- Exercise task
Exactly repeat the material, dropping only the pictures.

(Records from a data source)
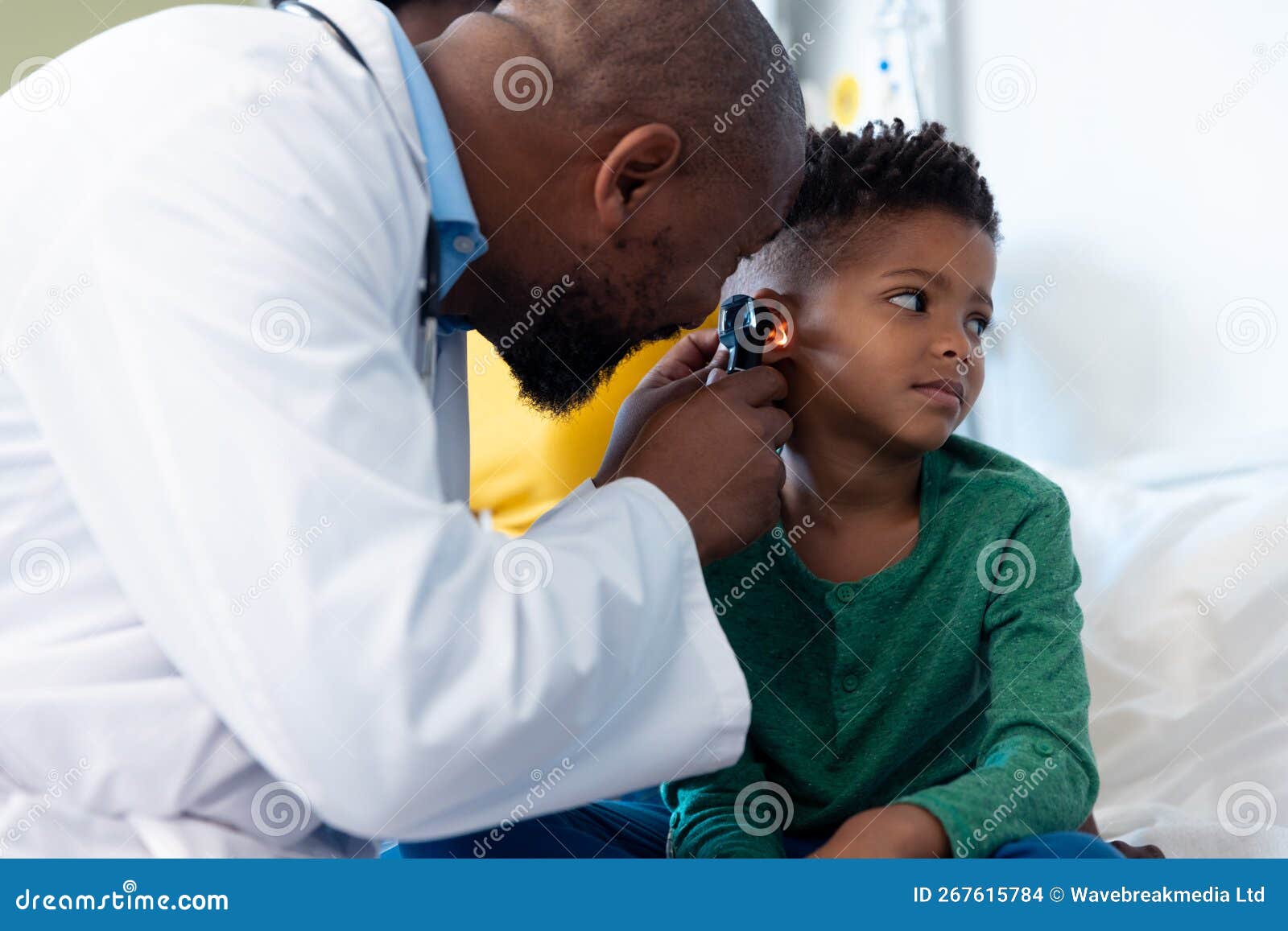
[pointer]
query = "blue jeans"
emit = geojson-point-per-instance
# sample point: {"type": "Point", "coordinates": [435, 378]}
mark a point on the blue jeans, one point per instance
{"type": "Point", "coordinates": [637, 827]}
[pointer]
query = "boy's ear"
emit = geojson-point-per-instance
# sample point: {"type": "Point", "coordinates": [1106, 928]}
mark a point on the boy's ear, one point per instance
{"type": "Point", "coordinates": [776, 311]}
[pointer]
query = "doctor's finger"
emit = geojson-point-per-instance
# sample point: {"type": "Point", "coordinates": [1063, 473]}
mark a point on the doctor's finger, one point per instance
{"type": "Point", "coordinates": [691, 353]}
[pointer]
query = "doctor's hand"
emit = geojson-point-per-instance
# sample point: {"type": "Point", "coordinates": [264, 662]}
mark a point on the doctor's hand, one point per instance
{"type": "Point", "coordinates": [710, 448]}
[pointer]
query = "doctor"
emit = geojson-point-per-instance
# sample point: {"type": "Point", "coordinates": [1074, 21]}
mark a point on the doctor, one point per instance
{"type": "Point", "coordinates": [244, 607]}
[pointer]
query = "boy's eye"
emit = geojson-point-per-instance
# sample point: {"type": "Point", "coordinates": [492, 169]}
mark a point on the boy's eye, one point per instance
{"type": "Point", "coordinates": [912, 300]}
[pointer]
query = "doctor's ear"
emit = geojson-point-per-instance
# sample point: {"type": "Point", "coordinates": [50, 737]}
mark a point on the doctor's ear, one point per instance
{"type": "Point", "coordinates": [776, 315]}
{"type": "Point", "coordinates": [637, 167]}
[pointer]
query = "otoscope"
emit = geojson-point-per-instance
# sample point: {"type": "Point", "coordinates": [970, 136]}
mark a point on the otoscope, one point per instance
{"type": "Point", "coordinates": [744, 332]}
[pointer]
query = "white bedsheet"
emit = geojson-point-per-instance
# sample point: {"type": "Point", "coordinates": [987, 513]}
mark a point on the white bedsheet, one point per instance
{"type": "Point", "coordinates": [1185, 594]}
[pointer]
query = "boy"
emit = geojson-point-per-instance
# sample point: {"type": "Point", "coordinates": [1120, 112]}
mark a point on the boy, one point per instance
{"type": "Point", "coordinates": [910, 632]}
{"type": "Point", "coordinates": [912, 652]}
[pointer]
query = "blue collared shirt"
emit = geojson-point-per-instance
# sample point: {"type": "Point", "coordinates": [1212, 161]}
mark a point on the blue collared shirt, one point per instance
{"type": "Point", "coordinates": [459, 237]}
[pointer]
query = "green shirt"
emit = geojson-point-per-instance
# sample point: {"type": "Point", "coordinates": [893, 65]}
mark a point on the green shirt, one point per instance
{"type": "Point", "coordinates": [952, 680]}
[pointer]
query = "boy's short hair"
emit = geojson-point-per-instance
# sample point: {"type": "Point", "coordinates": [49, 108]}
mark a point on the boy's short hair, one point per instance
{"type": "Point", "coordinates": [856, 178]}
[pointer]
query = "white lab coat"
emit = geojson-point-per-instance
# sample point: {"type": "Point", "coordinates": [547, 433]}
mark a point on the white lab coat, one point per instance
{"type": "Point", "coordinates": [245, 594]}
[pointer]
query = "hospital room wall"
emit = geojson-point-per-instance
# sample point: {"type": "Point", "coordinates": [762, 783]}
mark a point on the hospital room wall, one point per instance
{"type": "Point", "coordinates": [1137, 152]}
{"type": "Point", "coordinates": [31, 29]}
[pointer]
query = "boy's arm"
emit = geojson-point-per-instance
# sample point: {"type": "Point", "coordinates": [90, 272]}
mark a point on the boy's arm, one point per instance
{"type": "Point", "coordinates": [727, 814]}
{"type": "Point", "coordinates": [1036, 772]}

- Solution to this exercise
[pointer]
query = "blue jeans"
emit = geojson-point-per-instance
# sample point: {"type": "Point", "coordinates": [435, 378]}
mark a point on the blue jeans, one point per instance
{"type": "Point", "coordinates": [637, 827]}
[pointer]
query = "boy's ear"
emit = geojson-point-per-instance
# sample point: {"type": "Point", "coordinates": [1106, 928]}
mark a point on the boy's ear, one point per instance
{"type": "Point", "coordinates": [776, 311]}
[pointer]
query = "doctor's finger"
emit = geojson-point-per-instance
# sample point: {"type": "Point", "coordinates": [1063, 473]}
mark a point on the doctor's finger, one point per instance
{"type": "Point", "coordinates": [691, 353]}
[pointer]
query = "doctor's hand"
emit = geojson-point-per-instance
# sample point: {"type": "Point", "coordinates": [264, 662]}
mark a point on the doctor's hand, one point per instance
{"type": "Point", "coordinates": [710, 448]}
[pointer]
query = "doctor"
emit = geojson-point-per-instance
# sample point: {"type": "Point", "coordinates": [1074, 21]}
mark a point on the doctor, one point per instance
{"type": "Point", "coordinates": [244, 607]}
[pointer]
query = "boy's eye"
emit = geojson-point-per-instance
# sample point: {"type": "Point", "coordinates": [492, 169]}
mark a point on the boy's eye, one point per instance
{"type": "Point", "coordinates": [912, 300]}
[pointer]
query = "doctor's ear"
emit = geojson-point-per-instance
# sample point: {"type": "Point", "coordinates": [50, 737]}
mark a point on the doctor's ear, one point per instance
{"type": "Point", "coordinates": [776, 315]}
{"type": "Point", "coordinates": [637, 167]}
[pointer]
query = "otoscope"
emit = geojson-point-per-instance
# sample point: {"type": "Point", "coordinates": [970, 136]}
mark a point on the otoscope, one point per instance
{"type": "Point", "coordinates": [744, 332]}
[pointer]
query = "white bedsheet"
emit = geojson-point-per-instance
# sample point: {"type": "Point", "coordinates": [987, 513]}
mark a point on the white bedsheet, one point per instance
{"type": "Point", "coordinates": [1185, 594]}
[pointer]
query = "boy"
emit = geojson-point-per-instance
# sample point: {"type": "Point", "coordinates": [1120, 112]}
mark a point on the boy, one point per instance
{"type": "Point", "coordinates": [910, 632]}
{"type": "Point", "coordinates": [912, 652]}
[pointer]
query = "blue collared shirt"
emit = geojson-point-per-instance
# sample point: {"type": "Point", "coordinates": [1212, 161]}
mark a point on the blue collared shirt, one point per instance
{"type": "Point", "coordinates": [459, 237]}
[pointer]
query = "green shirt"
emit = geojson-point-per-instance
# sample point: {"type": "Point", "coordinates": [893, 65]}
mark a point on the green shirt, one point per instance
{"type": "Point", "coordinates": [952, 680]}
[pointer]
query = "boy's short hair"
emit = geojson-point-per-instance
# sample point: {"type": "Point", "coordinates": [49, 108]}
mark a point on the boy's short hair, one point per instance
{"type": "Point", "coordinates": [856, 178]}
[pointer]
query = "white lab coat"
emit = geojson-point-per-instance
# sample point: {"type": "Point", "coordinates": [547, 433]}
mark a point on the white lab coat, one point per instance
{"type": "Point", "coordinates": [245, 594]}
[pointer]
query = "hospital room wall"
emit = geojson-point-per-instance
# sample point: {"type": "Point", "coordinates": [762, 783]}
mark a point on the hospital room wall, one point per instance
{"type": "Point", "coordinates": [1137, 152]}
{"type": "Point", "coordinates": [31, 29]}
[pointer]
query = "boy's arm"
emit = geojson-point-per-instance
# sample point: {"type": "Point", "coordinates": [90, 272]}
mark a point on the boy's arm, one point per instance
{"type": "Point", "coordinates": [727, 814]}
{"type": "Point", "coordinates": [1036, 772]}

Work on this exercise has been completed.